▸ **What is asked**:
Can you find every line in the items below that contains the word "shower" and copy each one out?

▸ **Provided records**:
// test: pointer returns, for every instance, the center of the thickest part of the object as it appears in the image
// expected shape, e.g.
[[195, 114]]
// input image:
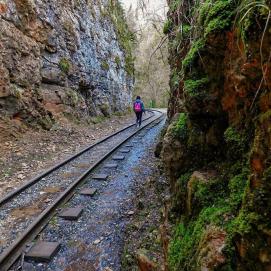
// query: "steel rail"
[[36, 179], [12, 253]]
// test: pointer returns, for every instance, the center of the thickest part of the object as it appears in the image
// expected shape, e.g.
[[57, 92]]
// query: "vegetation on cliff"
[[217, 148]]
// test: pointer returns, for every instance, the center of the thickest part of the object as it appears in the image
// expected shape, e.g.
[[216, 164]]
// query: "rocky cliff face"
[[60, 59], [217, 147]]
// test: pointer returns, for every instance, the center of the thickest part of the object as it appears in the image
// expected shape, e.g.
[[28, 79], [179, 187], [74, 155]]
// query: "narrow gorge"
[[190, 189], [216, 150], [62, 59]]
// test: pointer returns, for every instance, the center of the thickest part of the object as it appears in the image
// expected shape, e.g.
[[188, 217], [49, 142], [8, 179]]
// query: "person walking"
[[138, 109]]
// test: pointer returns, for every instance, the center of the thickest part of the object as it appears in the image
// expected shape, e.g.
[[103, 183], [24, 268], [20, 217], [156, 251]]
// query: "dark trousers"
[[139, 117]]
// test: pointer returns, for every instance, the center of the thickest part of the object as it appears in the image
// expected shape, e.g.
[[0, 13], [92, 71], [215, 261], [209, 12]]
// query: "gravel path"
[[19, 213], [24, 156], [95, 241]]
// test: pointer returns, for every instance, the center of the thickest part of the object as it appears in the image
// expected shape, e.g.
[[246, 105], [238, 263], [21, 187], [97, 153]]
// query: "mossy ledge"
[[216, 150]]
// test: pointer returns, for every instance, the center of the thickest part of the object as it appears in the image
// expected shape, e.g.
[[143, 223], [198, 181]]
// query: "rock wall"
[[217, 147], [59, 59]]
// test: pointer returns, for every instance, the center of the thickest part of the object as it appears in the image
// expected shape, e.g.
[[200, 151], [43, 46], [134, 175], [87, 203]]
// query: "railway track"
[[25, 211]]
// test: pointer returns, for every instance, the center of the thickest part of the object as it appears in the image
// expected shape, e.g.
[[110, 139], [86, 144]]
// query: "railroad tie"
[[118, 157], [100, 177], [43, 251], [111, 165], [71, 213], [88, 192], [125, 150]]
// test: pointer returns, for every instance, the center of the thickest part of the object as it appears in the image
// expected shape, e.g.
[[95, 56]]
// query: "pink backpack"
[[137, 107]]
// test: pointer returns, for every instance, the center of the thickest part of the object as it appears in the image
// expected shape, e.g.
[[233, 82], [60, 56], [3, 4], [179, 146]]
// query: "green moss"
[[180, 128], [243, 223], [193, 87], [185, 29], [105, 65], [265, 116], [216, 15], [167, 27], [175, 79], [232, 136], [237, 186], [193, 54], [183, 247], [64, 65]]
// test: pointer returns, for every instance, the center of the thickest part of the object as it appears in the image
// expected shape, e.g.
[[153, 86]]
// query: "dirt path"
[[27, 154]]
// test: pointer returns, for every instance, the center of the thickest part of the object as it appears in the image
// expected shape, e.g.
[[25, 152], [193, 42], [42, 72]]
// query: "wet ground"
[[96, 240]]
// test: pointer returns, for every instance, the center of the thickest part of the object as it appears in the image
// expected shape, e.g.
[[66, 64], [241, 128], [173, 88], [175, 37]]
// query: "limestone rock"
[[55, 53]]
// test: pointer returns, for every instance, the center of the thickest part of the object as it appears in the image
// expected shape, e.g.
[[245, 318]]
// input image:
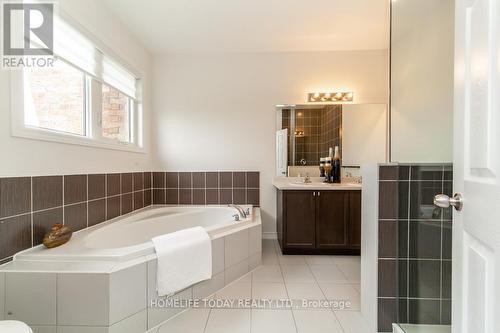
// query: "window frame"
[[93, 113]]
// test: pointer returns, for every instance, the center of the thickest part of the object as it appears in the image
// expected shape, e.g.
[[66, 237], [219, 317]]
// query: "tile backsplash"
[[414, 253], [29, 206]]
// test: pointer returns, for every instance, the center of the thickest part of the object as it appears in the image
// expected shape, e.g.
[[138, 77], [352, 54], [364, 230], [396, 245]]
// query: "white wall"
[[422, 81], [30, 157], [369, 245], [217, 112]]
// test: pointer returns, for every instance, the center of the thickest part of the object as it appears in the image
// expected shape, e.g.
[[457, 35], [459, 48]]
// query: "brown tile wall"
[[29, 206], [206, 188]]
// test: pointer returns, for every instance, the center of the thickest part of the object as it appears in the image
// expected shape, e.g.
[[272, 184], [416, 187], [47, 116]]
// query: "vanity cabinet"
[[319, 222]]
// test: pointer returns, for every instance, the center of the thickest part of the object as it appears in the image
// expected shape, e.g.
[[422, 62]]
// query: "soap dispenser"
[[336, 166]]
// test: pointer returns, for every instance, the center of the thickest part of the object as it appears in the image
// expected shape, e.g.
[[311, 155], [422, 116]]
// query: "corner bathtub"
[[104, 278], [129, 237]]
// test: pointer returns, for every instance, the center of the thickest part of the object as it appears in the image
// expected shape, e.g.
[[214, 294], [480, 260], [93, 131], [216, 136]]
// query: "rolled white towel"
[[184, 258]]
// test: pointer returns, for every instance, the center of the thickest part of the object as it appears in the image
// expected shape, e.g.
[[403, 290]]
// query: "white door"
[[476, 229], [281, 152]]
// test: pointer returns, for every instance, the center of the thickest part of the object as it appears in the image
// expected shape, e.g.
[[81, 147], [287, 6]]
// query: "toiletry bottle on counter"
[[328, 170], [322, 167], [336, 166]]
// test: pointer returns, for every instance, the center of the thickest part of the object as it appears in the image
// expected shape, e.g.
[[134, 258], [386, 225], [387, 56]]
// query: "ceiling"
[[221, 26]]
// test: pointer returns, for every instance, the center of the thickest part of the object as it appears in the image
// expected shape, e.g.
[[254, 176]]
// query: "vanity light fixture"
[[299, 133], [330, 97]]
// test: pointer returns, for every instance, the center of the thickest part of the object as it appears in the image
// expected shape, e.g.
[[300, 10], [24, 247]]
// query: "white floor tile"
[[267, 273], [412, 328], [351, 269], [316, 321], [236, 290], [308, 291], [245, 278], [269, 290], [297, 273], [327, 273], [272, 321], [270, 259], [353, 322], [268, 246], [346, 259], [190, 321], [318, 260], [344, 292], [228, 321]]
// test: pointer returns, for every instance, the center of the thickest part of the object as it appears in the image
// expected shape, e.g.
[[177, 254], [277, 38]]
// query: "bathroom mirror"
[[306, 132], [422, 53]]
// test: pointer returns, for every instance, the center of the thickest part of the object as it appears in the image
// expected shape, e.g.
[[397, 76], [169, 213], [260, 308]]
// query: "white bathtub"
[[129, 237]]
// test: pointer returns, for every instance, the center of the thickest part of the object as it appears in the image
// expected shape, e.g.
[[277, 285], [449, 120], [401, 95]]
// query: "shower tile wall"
[[414, 245], [29, 206]]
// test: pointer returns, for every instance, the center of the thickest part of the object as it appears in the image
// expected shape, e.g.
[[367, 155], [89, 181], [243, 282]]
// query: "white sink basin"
[[321, 184]]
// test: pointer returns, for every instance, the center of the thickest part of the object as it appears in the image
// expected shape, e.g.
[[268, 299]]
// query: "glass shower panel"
[[423, 248]]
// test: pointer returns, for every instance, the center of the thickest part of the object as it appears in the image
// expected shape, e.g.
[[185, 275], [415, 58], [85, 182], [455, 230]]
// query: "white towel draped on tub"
[[184, 258]]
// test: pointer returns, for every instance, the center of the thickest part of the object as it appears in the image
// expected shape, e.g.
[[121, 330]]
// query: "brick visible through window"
[[54, 98], [116, 108]]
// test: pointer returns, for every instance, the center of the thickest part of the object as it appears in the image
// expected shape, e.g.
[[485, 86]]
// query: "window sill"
[[50, 136]]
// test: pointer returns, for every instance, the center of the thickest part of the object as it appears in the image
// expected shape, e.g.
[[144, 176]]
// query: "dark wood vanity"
[[319, 221]]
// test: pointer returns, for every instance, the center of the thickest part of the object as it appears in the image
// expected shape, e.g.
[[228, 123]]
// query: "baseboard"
[[269, 235], [396, 329]]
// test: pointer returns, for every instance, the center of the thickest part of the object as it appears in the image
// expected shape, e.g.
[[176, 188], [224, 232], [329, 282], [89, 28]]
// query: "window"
[[116, 110], [54, 99], [85, 98]]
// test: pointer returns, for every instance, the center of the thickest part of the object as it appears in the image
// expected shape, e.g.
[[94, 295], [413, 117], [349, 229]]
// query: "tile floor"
[[283, 278]]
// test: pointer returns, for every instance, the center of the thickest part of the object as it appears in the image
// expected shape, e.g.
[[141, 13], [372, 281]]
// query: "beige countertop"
[[297, 183]]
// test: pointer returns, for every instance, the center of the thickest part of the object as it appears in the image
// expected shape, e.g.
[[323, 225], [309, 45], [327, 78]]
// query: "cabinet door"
[[299, 223], [355, 219], [332, 219]]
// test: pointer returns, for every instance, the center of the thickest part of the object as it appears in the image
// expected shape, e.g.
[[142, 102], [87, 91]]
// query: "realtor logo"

▸ **The output**:
// query: "shower tile wall"
// query: "glass shower panel"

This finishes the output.